Questions ▸
a – In the video notes, copy the passage from "With this video" up to and including "this series useful.", substituting "harmful" for "pernicious".
b – For each statement, answer yes or no according to the video notes, and quote the words that decide it.
(i) This video ends the investigation into Yemen.
(ii) The conflict in Yemen is mainly about the hegemony of Iran.
(iii) The US government is more broken than people like to imagine.
**** Reading passage ****
This reaction video fortuitously leads into the upcoming vids. They deal with the US Congress, and they would have looked super non-related if it weren’t for all the Congressional Debate stuff in this video. There’s been a notion in the back of my head for quite some time. The US government is nowhere as screwed as we like to imagine. All the tools are there. We just choose not to use them. It may be worthwhile to do more in this vein. What do you think?
With this video we bring our investigation into Yemen to a close. Looking at the country in depth, it’s become clear that the stories we tell about Yemen don’t have much relation to reality. Al Qaeda nightmares, and the much heralded hegemony of Iran are ideas that I find annoying at the best of times, but they’re especially pernicious when it comes to Yemen. These issues are tangential to the conflict in Yemen, which is really about independence first and foremost. I hope you find this series useful.
I’m quite pleased with how this has gone. It’s nice to produce a handful of videos with a defined beginning, middle and end. Those who make their way through this Yemen series will know more about the country and the conflict than anybody in Washington, DC. I hope to be able to make more things like this in future. Which is why I close today’s video with another Patreon Pitch…
It’s almost like they’re the same word. In US circles it used to be rare to see a headline mentioning Yemen that didn’t also include Al Qaeda. In media circles I guess this is understandable. US audiences want to read about that which threatens us, and ISIS and Al Qaeda are past masters at getting themselves on our radar. Terrorists generally play the media like a fiddle. What’s less forgivable is the focus of the US government. Instead of taking steps to stabilize Yemen, a country whose collapse was endlessly foretold, we ran around bombing stuff, and further empowering Ali Abdullah Saleh, the kleptocrat who was riding Yemen to destruction. The result, of course, is what we have now, chaos, and a vastly empowered Al Qaeda. Good job team!
**** Information provided ****
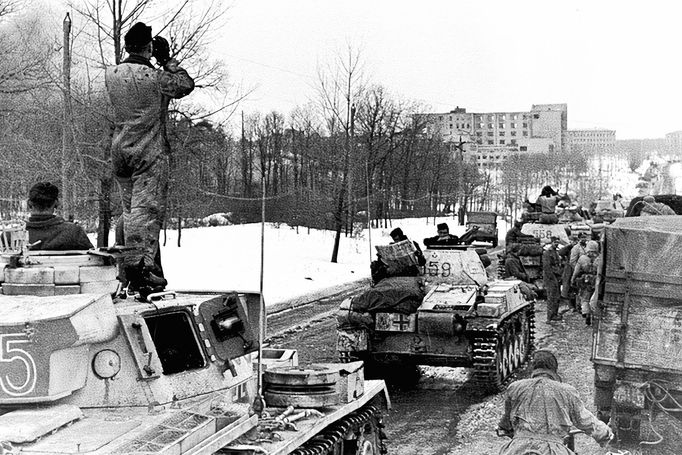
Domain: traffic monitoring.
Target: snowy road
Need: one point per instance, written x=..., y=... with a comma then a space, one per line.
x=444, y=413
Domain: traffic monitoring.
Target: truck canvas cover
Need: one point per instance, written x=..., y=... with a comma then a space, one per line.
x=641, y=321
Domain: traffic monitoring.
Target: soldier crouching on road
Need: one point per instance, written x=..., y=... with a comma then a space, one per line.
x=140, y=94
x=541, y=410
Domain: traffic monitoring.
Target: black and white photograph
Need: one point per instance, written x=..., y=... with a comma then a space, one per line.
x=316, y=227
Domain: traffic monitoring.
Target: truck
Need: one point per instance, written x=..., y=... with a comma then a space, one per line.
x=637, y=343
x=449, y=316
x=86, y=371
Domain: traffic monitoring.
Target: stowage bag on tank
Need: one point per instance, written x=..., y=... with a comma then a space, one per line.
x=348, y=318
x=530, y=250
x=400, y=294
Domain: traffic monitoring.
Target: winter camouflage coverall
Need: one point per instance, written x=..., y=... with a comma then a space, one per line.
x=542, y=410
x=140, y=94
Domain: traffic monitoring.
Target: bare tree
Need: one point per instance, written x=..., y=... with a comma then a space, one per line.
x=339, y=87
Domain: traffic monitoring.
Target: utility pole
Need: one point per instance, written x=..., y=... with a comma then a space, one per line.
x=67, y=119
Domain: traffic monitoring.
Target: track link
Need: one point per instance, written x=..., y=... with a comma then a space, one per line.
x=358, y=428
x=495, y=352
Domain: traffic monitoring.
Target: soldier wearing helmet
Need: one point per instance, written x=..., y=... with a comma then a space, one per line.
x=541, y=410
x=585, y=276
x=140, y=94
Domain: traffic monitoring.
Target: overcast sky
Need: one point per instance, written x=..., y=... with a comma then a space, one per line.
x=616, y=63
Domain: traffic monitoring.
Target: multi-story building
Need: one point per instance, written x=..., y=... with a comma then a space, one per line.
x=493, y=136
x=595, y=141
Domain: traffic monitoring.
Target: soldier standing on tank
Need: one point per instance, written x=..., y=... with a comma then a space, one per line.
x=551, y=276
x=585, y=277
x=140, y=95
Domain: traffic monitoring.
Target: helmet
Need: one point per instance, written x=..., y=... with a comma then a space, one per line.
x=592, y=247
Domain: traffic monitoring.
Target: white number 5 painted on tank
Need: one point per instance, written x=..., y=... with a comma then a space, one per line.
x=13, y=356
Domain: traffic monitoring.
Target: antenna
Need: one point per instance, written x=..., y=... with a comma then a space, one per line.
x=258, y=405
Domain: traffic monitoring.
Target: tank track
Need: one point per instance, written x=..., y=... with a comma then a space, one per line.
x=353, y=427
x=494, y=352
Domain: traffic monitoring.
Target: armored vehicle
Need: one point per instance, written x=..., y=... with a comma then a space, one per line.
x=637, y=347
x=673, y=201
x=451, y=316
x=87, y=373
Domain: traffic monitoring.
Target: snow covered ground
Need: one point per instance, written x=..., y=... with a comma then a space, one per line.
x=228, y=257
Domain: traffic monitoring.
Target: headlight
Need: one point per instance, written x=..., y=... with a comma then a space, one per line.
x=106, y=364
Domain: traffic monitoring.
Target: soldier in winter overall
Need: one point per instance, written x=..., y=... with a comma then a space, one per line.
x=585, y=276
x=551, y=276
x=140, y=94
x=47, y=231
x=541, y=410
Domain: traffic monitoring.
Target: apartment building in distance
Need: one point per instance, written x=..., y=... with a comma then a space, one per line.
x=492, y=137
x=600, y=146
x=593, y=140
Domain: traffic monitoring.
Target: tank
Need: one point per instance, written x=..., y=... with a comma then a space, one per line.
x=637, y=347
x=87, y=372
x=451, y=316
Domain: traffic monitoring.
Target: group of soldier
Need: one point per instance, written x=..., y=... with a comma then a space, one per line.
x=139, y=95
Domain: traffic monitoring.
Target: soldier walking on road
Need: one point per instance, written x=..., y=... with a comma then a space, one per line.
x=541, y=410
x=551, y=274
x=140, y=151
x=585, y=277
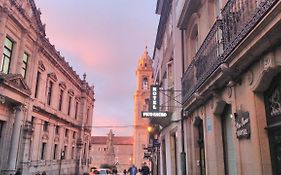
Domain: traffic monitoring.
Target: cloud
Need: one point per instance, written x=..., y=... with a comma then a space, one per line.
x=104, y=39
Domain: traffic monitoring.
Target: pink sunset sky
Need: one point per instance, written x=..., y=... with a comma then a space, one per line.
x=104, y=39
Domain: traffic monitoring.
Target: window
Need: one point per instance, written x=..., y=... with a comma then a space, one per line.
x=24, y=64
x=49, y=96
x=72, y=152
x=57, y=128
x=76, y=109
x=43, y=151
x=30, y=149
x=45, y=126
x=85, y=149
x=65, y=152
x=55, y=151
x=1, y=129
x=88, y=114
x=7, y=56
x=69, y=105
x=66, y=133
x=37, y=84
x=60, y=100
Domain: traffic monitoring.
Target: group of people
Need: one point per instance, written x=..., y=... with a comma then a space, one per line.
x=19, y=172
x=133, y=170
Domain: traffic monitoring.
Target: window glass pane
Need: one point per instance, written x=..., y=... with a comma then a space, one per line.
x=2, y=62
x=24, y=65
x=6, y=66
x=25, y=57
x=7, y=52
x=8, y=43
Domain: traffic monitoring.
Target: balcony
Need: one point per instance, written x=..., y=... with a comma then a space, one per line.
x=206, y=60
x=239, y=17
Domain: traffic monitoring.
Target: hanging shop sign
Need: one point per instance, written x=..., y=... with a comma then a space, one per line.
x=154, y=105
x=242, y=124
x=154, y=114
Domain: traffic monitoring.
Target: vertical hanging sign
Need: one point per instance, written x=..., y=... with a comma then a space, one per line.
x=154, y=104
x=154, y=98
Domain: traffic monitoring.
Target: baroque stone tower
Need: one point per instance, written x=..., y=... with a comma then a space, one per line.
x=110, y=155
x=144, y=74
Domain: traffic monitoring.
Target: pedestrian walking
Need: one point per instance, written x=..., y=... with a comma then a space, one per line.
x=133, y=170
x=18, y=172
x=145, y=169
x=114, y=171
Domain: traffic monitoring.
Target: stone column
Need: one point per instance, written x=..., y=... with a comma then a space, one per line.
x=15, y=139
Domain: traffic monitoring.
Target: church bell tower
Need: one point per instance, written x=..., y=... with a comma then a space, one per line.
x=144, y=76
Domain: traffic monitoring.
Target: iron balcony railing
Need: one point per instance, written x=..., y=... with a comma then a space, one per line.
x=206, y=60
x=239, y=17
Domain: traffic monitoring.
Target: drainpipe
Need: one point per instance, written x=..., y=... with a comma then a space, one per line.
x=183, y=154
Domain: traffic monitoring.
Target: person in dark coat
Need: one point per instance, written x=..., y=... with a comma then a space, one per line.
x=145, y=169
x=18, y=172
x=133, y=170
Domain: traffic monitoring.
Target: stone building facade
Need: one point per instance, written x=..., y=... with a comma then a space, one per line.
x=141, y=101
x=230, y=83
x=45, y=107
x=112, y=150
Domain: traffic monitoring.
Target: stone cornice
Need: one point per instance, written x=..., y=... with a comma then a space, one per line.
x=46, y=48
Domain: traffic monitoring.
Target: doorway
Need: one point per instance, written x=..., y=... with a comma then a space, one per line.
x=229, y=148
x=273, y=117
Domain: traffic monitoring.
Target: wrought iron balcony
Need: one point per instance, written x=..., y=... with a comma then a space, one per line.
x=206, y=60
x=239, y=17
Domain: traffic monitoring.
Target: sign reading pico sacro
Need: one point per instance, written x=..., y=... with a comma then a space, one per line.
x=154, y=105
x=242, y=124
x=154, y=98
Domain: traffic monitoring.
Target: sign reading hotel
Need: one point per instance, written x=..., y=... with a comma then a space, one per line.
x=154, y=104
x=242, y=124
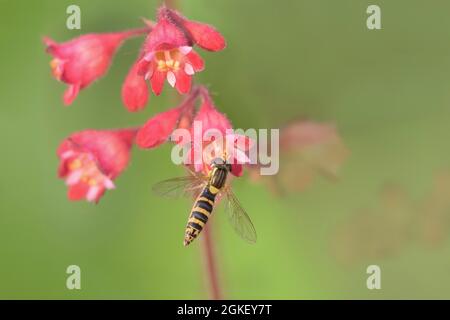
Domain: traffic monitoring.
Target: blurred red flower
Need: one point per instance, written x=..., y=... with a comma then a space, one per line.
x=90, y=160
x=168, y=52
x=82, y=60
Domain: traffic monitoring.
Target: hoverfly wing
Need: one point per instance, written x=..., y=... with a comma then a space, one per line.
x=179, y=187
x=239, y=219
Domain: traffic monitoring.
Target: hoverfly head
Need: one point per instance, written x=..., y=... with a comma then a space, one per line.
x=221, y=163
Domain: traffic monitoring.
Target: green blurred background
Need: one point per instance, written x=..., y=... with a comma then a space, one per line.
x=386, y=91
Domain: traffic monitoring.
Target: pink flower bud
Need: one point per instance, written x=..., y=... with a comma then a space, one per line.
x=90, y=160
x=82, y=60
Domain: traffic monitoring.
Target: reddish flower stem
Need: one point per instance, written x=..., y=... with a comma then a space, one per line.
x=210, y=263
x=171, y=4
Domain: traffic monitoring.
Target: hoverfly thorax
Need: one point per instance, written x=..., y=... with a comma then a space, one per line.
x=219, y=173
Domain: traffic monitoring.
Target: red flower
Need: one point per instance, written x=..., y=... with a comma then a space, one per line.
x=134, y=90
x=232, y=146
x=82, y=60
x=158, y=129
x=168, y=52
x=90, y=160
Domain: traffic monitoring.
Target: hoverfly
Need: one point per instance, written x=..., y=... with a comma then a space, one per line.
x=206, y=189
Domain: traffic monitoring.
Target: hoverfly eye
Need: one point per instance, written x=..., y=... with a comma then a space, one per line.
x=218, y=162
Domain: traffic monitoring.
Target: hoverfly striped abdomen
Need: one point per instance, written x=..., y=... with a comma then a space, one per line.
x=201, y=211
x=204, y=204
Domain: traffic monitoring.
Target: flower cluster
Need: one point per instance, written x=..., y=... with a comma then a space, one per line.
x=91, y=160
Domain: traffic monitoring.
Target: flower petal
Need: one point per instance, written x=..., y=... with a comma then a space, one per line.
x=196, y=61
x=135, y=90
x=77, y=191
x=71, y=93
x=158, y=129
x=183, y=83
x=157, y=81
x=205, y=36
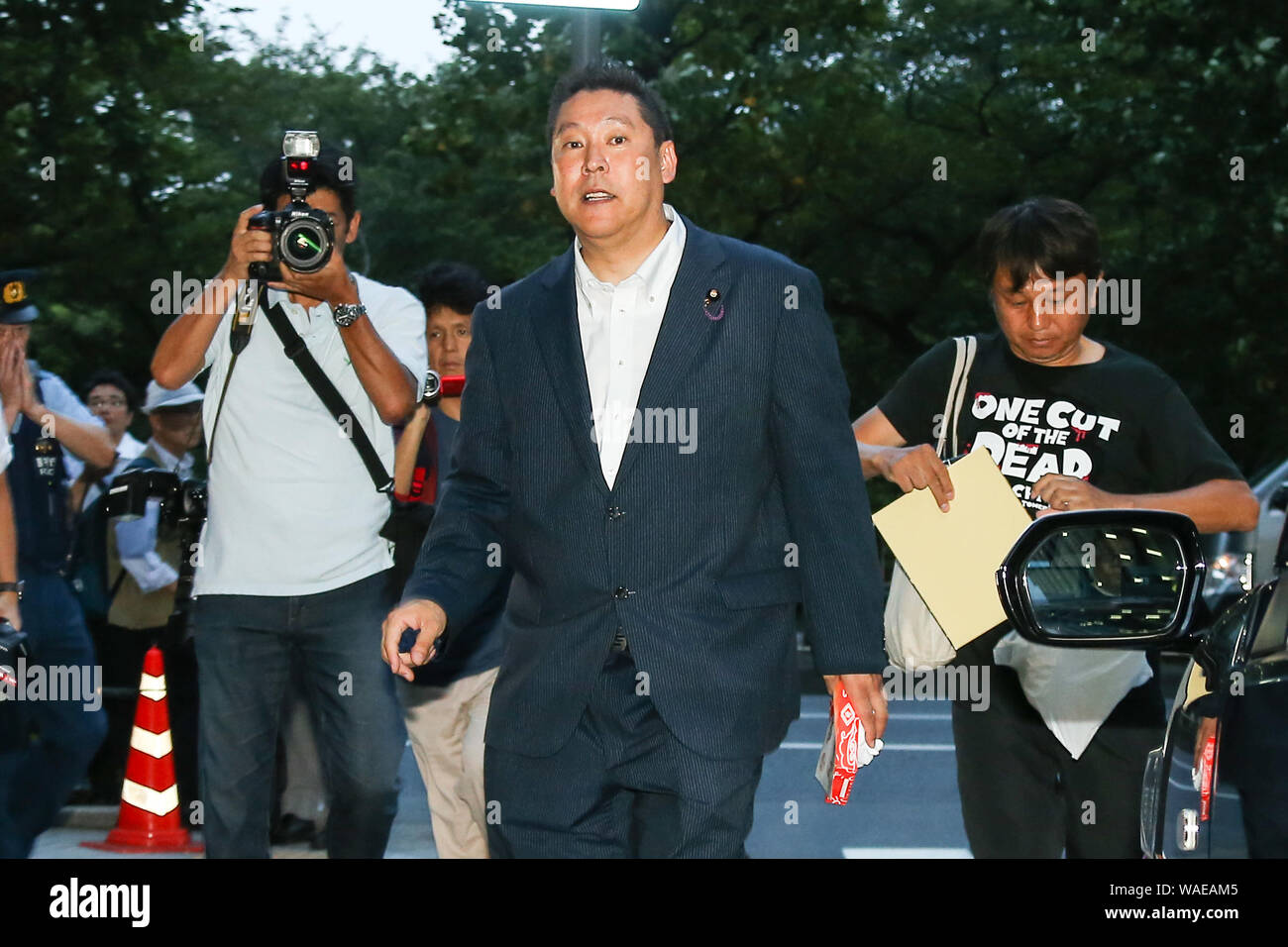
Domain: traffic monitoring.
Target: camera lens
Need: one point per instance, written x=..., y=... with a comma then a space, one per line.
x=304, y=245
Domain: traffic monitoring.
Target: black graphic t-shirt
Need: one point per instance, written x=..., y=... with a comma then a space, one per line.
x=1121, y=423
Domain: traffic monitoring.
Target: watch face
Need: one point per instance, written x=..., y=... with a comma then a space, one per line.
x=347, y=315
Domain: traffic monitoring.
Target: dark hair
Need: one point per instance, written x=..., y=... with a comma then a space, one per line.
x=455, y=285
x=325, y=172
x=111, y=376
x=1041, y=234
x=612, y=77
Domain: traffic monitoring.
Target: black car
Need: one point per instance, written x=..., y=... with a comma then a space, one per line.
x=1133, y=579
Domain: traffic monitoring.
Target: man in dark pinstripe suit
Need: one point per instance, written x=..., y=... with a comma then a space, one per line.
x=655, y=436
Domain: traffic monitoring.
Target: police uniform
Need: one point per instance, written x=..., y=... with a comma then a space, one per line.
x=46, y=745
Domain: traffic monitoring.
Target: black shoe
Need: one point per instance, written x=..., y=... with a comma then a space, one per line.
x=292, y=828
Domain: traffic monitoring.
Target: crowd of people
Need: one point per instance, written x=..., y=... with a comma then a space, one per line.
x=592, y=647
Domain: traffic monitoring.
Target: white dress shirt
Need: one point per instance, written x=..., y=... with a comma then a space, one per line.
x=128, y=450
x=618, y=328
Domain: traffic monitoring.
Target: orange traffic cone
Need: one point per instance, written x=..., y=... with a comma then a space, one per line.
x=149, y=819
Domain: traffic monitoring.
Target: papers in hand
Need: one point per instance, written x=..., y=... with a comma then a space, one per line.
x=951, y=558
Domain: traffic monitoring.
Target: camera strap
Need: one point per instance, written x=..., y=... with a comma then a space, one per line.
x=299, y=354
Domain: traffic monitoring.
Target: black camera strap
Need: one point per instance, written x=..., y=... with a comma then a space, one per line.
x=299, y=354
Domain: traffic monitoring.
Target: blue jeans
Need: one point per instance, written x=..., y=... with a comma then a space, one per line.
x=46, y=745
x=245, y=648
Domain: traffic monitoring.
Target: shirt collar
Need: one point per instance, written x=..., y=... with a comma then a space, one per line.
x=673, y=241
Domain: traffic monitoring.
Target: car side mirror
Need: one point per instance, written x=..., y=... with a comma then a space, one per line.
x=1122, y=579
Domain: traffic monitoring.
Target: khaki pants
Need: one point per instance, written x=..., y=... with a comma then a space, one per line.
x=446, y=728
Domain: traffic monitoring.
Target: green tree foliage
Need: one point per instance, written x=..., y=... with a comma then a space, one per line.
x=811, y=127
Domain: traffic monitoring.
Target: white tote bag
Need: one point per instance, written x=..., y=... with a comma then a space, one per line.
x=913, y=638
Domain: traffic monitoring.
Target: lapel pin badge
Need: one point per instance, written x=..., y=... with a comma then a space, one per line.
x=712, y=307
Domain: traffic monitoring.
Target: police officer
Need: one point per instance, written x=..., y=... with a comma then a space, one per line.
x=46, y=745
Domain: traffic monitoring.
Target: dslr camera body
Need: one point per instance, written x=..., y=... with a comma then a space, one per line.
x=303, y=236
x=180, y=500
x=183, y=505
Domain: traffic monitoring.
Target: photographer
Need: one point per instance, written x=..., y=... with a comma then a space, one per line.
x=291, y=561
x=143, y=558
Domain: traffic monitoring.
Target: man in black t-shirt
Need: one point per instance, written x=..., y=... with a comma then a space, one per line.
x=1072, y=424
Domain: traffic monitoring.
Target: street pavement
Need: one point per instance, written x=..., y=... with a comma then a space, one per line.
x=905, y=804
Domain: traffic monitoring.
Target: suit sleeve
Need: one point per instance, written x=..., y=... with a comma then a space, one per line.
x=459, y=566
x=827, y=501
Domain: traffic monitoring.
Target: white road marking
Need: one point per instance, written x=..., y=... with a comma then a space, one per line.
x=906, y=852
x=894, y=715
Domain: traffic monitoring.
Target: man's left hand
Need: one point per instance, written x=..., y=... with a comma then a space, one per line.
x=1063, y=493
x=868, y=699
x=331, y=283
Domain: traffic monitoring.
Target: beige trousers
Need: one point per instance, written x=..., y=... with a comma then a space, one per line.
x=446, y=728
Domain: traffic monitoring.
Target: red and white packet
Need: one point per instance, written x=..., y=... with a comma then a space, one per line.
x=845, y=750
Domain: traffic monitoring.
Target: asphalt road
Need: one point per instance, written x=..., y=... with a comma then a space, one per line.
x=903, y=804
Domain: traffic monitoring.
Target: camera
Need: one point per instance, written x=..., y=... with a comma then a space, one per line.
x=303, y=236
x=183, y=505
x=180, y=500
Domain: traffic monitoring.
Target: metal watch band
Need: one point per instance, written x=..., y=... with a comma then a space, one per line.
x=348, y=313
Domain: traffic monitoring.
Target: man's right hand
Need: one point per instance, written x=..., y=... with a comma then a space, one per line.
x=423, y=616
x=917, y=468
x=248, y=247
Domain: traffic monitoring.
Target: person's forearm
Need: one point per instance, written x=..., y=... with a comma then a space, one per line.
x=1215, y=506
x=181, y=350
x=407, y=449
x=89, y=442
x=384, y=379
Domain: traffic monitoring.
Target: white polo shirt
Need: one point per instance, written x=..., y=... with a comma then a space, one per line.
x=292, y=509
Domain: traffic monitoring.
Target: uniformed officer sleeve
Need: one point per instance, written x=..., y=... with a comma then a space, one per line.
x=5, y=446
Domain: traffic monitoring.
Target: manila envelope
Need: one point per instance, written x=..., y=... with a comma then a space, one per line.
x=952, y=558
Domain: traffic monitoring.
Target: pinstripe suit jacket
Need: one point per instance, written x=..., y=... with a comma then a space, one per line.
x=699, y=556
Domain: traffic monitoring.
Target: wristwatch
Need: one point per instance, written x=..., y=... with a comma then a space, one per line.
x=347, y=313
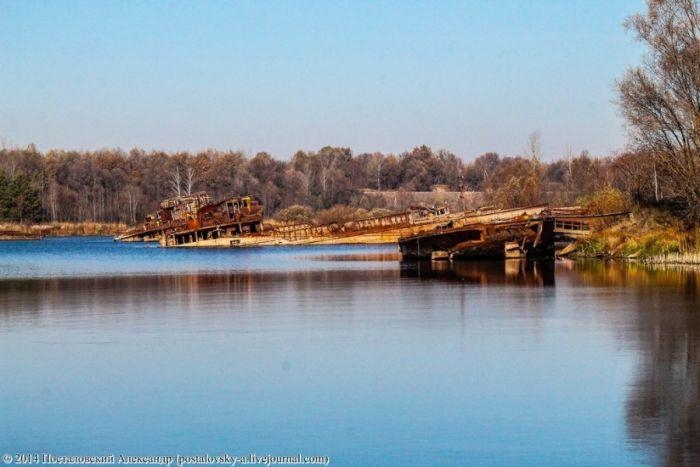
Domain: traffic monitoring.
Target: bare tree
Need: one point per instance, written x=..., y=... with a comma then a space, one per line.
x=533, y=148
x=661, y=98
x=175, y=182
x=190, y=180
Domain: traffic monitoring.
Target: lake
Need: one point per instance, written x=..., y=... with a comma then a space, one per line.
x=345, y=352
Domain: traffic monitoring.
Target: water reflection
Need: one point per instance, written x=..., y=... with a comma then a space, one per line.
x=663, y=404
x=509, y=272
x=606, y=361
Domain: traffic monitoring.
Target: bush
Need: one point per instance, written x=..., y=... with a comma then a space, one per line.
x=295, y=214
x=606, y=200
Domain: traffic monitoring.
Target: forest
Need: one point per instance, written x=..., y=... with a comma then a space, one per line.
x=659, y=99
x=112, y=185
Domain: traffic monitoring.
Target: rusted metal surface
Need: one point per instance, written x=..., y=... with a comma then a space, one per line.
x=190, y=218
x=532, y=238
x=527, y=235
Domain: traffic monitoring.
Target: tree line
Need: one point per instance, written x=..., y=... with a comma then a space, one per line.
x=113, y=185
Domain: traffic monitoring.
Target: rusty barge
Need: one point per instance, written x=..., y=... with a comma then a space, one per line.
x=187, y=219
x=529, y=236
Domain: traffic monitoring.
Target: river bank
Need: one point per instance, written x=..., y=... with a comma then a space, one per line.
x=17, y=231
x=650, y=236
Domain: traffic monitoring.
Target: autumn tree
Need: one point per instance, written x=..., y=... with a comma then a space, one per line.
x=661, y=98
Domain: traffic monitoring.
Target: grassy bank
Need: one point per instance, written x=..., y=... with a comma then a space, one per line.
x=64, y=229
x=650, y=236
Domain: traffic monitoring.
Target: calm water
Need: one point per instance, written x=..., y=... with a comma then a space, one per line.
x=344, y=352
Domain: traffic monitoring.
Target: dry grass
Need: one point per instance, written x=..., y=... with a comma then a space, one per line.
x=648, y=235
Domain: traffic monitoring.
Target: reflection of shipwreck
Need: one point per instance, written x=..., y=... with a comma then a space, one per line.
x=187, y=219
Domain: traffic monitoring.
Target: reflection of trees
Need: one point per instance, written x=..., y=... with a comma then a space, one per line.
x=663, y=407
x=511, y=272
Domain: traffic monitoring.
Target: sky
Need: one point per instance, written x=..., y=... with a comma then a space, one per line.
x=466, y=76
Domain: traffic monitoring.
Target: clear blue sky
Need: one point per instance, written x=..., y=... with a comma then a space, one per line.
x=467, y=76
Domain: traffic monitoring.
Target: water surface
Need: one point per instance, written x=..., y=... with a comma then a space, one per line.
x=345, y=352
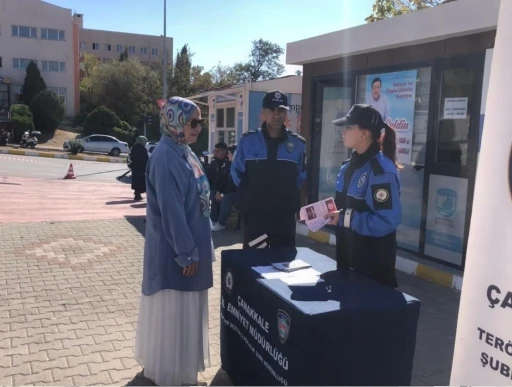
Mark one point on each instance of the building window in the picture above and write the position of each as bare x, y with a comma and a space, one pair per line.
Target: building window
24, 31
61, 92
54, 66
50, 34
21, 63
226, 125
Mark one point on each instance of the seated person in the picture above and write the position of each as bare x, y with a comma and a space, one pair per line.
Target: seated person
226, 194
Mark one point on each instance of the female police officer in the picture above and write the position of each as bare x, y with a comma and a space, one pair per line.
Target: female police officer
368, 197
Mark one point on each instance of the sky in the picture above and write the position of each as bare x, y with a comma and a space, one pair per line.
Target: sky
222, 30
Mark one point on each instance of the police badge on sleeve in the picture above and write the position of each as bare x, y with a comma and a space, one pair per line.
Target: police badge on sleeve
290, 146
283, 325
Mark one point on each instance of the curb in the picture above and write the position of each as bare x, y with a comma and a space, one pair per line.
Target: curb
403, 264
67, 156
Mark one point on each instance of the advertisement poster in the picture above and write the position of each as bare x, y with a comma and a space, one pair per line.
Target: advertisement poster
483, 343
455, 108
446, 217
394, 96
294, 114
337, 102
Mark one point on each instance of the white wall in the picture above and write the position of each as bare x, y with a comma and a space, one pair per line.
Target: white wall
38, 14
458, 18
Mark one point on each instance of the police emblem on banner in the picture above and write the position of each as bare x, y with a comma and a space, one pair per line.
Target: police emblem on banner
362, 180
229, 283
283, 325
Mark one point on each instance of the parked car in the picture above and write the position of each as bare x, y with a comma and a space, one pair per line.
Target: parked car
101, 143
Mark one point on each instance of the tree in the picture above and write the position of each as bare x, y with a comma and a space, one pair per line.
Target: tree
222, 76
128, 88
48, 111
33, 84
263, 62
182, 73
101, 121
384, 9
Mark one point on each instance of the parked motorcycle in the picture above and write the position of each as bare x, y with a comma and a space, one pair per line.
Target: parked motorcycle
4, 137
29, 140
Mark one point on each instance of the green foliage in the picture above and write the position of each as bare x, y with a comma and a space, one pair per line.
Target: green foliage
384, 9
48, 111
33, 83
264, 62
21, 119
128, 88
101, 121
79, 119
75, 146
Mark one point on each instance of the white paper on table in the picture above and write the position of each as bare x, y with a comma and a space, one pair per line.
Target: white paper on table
****
Task solutions ▸
a –
With this video we bring our investigation into Yemen to a close. Looking at the country in depth, it’s become clear that the stories we tell about Yemen don’t have much relation to reality. Al Qaeda nightmares, and the much heralded hegemony of Iran are ideas that I find annoying at the best of times, but they’re especially harmful when it comes to Yemen. These issues are tangential to the conflict in Yemen, which is really about independence first and foremost. I hope you find this series useful.

b –
(i) Yes: "With this video we bring our investigation into Yemen to a close."
(ii) No: "These issues are tangential to the conflict in Yemen, which is really about independence first and foremost."
(iii) No: "The US government is nowhere as screwed as we like to imagine."